PROBLEM REQUIREMENTS
Pick out and copy every line of the listing below that contains the string "head". Letter case counts when matching.

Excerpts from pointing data
============================================================
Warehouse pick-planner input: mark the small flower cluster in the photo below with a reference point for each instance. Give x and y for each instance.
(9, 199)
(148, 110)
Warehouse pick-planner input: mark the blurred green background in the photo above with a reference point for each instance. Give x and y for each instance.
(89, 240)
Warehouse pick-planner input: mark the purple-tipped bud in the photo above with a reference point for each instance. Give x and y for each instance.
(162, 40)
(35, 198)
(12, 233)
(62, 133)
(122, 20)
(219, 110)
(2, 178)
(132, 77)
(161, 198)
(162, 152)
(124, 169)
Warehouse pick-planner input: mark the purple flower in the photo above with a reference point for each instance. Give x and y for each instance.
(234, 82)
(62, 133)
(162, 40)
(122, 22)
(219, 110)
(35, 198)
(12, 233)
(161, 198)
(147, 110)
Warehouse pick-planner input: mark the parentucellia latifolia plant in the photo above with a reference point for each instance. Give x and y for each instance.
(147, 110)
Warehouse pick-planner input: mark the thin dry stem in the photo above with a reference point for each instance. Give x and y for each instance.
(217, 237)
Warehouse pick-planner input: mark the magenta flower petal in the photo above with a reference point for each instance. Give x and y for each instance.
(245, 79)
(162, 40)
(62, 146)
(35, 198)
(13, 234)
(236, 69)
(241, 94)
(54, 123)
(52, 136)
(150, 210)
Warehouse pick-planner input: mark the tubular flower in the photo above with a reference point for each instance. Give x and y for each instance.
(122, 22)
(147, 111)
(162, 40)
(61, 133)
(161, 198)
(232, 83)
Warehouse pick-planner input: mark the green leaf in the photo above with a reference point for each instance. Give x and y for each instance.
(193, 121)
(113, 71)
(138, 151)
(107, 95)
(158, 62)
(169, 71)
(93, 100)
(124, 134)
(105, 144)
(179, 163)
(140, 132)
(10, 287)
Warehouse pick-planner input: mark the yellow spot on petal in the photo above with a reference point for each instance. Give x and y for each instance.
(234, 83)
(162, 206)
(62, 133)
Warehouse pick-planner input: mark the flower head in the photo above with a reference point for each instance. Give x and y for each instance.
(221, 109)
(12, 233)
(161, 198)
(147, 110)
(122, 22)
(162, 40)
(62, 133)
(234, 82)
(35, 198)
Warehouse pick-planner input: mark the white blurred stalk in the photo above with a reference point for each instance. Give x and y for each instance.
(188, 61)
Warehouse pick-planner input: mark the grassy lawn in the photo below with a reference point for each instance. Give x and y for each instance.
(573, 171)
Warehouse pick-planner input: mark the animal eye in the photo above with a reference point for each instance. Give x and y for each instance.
============================================================
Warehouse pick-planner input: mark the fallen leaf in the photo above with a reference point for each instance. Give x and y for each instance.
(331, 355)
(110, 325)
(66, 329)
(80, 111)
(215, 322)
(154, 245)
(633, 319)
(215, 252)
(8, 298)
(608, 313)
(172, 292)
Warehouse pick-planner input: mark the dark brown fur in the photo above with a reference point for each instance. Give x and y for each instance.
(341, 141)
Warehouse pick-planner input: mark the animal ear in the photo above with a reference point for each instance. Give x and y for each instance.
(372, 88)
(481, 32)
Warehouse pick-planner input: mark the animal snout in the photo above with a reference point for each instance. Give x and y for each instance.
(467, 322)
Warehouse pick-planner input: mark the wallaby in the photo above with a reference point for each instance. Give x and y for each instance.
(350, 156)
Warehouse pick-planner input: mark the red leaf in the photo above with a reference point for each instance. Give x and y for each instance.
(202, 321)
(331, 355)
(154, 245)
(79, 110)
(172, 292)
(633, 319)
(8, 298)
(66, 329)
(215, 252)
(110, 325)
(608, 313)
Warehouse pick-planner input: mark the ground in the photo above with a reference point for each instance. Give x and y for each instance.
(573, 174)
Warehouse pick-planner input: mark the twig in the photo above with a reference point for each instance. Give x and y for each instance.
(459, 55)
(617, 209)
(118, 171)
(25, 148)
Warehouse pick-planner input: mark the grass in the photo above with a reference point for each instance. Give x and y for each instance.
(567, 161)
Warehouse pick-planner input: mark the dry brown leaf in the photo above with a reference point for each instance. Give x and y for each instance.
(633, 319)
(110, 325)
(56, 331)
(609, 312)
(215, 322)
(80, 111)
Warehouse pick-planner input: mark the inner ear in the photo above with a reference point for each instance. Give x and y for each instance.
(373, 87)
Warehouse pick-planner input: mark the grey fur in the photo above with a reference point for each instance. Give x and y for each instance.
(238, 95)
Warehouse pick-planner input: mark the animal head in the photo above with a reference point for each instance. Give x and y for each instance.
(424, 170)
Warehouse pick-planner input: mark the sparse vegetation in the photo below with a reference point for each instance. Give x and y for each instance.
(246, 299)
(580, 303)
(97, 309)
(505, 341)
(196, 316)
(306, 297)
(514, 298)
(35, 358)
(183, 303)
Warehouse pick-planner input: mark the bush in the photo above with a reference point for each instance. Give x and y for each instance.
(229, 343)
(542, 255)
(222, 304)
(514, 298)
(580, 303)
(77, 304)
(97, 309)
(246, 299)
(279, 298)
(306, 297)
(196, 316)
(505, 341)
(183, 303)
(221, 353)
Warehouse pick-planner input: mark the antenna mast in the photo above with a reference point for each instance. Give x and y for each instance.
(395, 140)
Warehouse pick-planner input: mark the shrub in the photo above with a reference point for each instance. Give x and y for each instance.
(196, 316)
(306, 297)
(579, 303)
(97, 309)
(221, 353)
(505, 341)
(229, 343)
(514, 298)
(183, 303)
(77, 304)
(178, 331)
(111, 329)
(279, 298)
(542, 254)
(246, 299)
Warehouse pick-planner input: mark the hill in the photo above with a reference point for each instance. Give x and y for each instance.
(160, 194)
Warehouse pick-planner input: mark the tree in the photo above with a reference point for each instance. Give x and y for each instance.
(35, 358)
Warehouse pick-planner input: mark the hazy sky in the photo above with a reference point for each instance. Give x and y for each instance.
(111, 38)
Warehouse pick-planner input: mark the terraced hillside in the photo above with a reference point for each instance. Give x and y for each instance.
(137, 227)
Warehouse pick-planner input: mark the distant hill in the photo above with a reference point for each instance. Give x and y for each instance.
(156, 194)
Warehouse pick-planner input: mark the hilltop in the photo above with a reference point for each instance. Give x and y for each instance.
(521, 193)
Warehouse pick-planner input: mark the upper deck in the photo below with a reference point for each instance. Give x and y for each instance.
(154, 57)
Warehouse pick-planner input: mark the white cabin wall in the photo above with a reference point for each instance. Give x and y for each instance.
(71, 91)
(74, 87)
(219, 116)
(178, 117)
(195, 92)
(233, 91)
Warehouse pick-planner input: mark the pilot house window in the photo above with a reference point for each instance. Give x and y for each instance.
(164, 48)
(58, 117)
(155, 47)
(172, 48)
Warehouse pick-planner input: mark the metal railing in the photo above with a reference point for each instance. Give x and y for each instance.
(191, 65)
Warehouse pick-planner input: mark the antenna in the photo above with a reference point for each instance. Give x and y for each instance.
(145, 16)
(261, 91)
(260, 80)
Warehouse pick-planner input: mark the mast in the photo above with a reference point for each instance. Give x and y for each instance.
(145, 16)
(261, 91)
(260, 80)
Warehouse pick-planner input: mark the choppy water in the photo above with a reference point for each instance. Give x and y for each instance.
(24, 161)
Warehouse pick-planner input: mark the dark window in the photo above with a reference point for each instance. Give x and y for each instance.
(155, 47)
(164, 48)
============================================================
TASK SOLUTION
Warehouse pick-planner input: mark the flower head in the photo above with a reference point for each instance. Give x and y for each instance.
Warehouse pick-planner input: mark the animal head in the photo above with a reference point for each instance. Give x and y for each instance.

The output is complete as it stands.